> GIVEN TASK:
Rewrite all the entries below as a numbered list, one line per item, with blank lines omitted. Leave the pictures out of your answer.

> THE DATA:

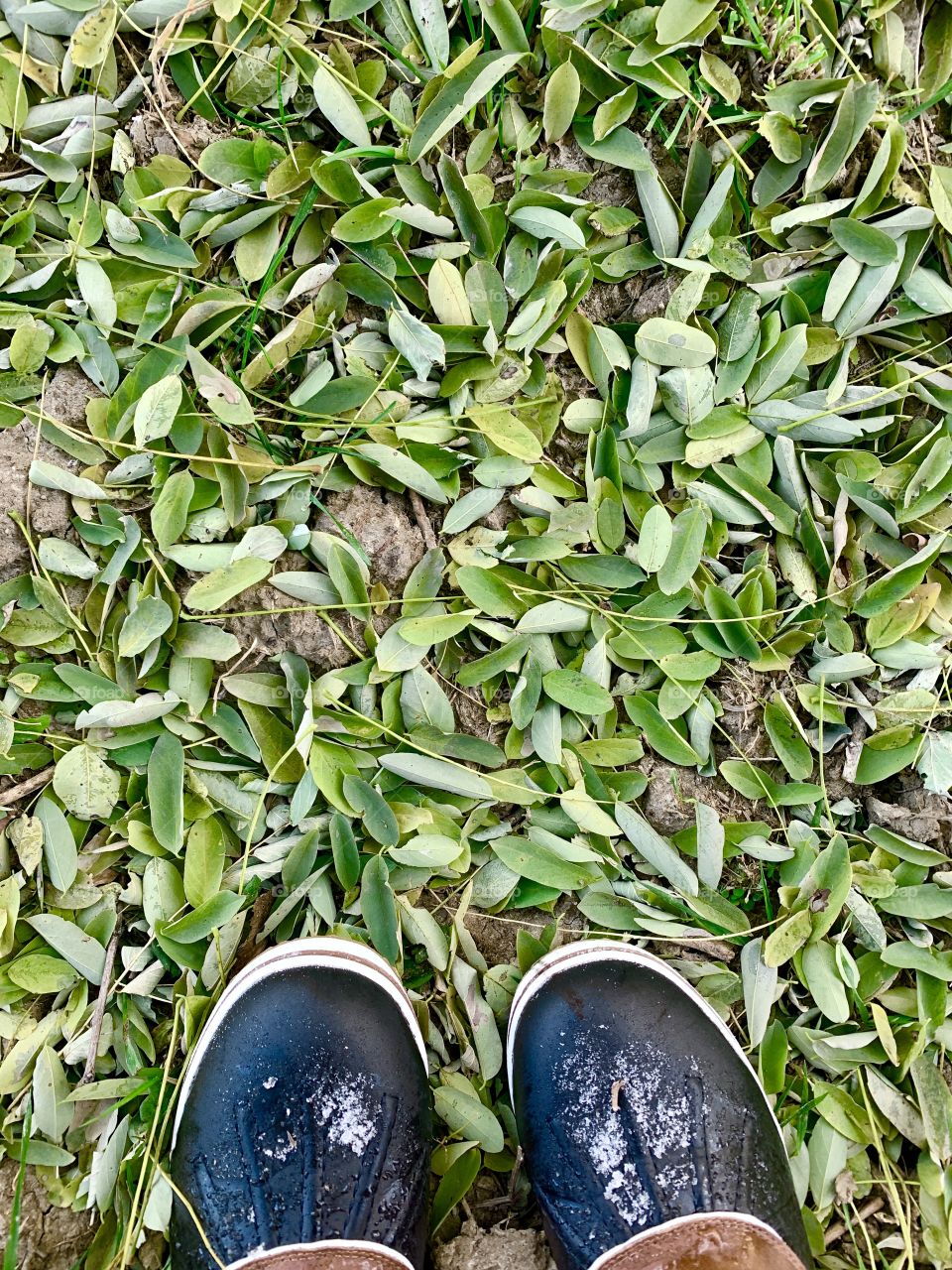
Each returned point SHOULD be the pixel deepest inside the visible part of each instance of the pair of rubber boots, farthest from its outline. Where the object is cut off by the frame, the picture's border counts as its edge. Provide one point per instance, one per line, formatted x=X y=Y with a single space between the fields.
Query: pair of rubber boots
x=302 y=1135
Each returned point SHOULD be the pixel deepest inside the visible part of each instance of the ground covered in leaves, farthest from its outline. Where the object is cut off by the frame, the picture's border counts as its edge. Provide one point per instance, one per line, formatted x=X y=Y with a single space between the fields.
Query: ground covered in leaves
x=477 y=476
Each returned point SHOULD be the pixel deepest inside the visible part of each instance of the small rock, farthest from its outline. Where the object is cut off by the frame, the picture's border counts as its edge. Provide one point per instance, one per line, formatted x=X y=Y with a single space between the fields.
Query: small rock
x=381 y=524
x=49 y=508
x=499 y=1248
x=51 y=1238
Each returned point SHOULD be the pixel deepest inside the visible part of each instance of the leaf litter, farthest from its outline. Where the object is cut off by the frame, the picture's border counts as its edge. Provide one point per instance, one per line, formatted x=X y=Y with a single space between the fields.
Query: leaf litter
x=479 y=465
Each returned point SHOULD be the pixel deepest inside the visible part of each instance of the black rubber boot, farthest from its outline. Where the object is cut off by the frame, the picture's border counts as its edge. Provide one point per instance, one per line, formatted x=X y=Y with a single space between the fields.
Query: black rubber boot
x=638 y=1107
x=304 y=1116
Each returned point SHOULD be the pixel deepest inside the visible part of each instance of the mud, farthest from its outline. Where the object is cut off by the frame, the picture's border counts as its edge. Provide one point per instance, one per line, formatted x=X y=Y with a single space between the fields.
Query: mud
x=499 y=1248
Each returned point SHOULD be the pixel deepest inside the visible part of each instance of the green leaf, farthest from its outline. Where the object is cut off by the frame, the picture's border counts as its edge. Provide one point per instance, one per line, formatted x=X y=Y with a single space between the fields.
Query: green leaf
x=379 y=908
x=377 y=817
x=338 y=105
x=220 y=585
x=655 y=539
x=653 y=847
x=578 y=693
x=673 y=343
x=86 y=785
x=436 y=774
x=456 y=98
x=167 y=775
x=59 y=844
x=463 y=1114
x=84 y=952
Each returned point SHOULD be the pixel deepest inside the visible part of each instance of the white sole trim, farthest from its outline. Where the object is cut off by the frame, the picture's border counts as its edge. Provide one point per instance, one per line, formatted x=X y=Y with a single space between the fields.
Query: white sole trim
x=318 y=952
x=325 y=1246
x=679 y=1223
x=588 y=952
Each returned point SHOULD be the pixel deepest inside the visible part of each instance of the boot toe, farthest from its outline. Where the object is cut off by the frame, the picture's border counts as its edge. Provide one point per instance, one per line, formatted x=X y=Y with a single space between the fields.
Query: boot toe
x=304 y=1114
x=636 y=1106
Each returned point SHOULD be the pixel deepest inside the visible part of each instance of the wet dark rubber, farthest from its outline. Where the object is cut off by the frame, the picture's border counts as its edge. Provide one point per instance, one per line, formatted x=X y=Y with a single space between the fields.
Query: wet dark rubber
x=307 y=1118
x=634 y=1107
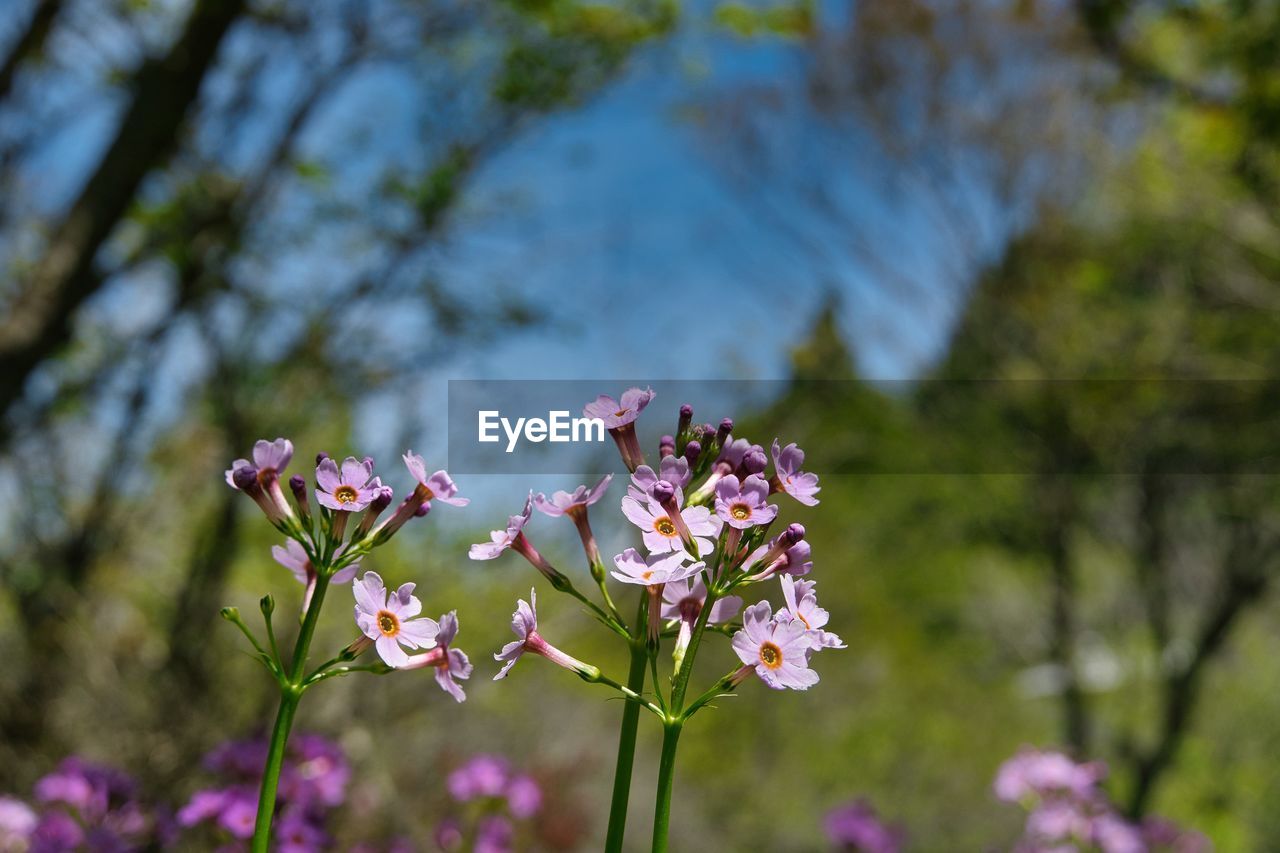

> SOLUTION BELOW:
1. Each returned point SHOULD be the pixel deepest inside the visible part of each instance of the pair of rubber boots, farthest from its outline. Where the object is cut off by the frame, the picture's border counts as its edge. Provide one point per instance, one per line, formatted x=X y=Y with a single space between the fields.
2. Query: pair of rubber boots
3. x=302 y=1135
4. Each returned point SHOULD be the pixel deepest inside the visible part of each instance of the ground covered in leaves, farthest from its outline. Where the object is cut off by the frame, the picture's border counts as its edge. Provide one point per instance, one per line, formatted x=X y=Y with a single space between the fields.
5. Query: ground covered in leaves
6. x=477 y=476
7. Each returned point SHOULD be the pixel deepest inside the visible part of each instance of the small rock, farthest from its outline. Where the object is cut off by the frame, the picture's border counts as its edge. Provide one point per instance, one per line, formatted x=X y=Y with a single space between the fields.
8. Query: small rock
9. x=381 y=524
10. x=49 y=508
11. x=499 y=1248
12. x=51 y=1238
13. Each returned point SHOULD be the pixel deepest inside the visible part of each instance of the leaf litter, farthest from its outline. Where the object is cut off by the frame, the picture's border counts as its edge. Provide one point per instance, one per line, formatted x=X y=Y with a single space between the fields.
14. Query: leaf litter
15. x=479 y=465
16. Each returned point SHOULD be the pixel deepest inside the visible part of each instance of the black rubber boot, farthest from its outline. Where the object is cut off by the frame, the picture's border counts as its edge. Provide one point per instance, one per line, formatted x=X y=Y with a single space between the fields.
17. Query: black rubber boot
18. x=638 y=1107
19. x=304 y=1116
20. Each returned point SHOULD be the pixel deepest inside the visible part of each instance of the mud, farthest from its outline. Where the object is cut off by the frame, the picture's border counts as its edge. Provide one point per instance, one per line, formatted x=X y=Y with a single space between the fields.
21. Query: mud
22. x=499 y=1248
23. Each returned point SHOULD be the pixel deepest inside the visible part of each instance of the green leaf, farthest from its outline. Where the object is cut off by the frame, the picture's border counts as its edge. Provide one point per instance, one per line, formatted x=X y=Y with a single space between the fields.
24. Query: green leaf
25. x=379 y=908
26. x=377 y=817
27. x=338 y=105
28. x=220 y=585
29. x=655 y=539
30. x=653 y=847
31. x=578 y=693
32. x=673 y=343
33. x=86 y=785
34. x=436 y=774
35. x=456 y=98
36. x=167 y=775
37. x=59 y=844
38. x=463 y=1114
39. x=84 y=952
40. Each returned point SHOULD be the pixel deepest inside the visible part of each instance of the white sole trim, farthest from its outline. Where the object is cut off by the frame, the picture's border counts as its edge. Provide one point per instance, one per line, formatted x=X y=Y with a single space between the fields.
41. Query: white sole trim
42. x=318 y=952
43. x=325 y=1246
44. x=679 y=1223
45. x=588 y=952
46. Each returned point SHOULD be the pixel deepest inside the visible part of each instance of the boot toe, farthest from its outline. Where the object is cut off by the frame, the picture's border counts as its edge. Provide one point per instance, one per line, formatted x=X y=Y with a single space between the fields.
47. Query: boot toe
48. x=304 y=1114
49. x=636 y=1106
50. Each returned point SHOULD be the pixel deepest inside the visible part of each instance of the wet dark rubber, farthest from its outline. Where the object is cut off by the frame, the picture's border counts as its edge. Provide one point per instance, one per line, formatted x=X y=Y with a single space between the fields.
51. Query: wet dark rubber
52. x=307 y=1118
53. x=634 y=1107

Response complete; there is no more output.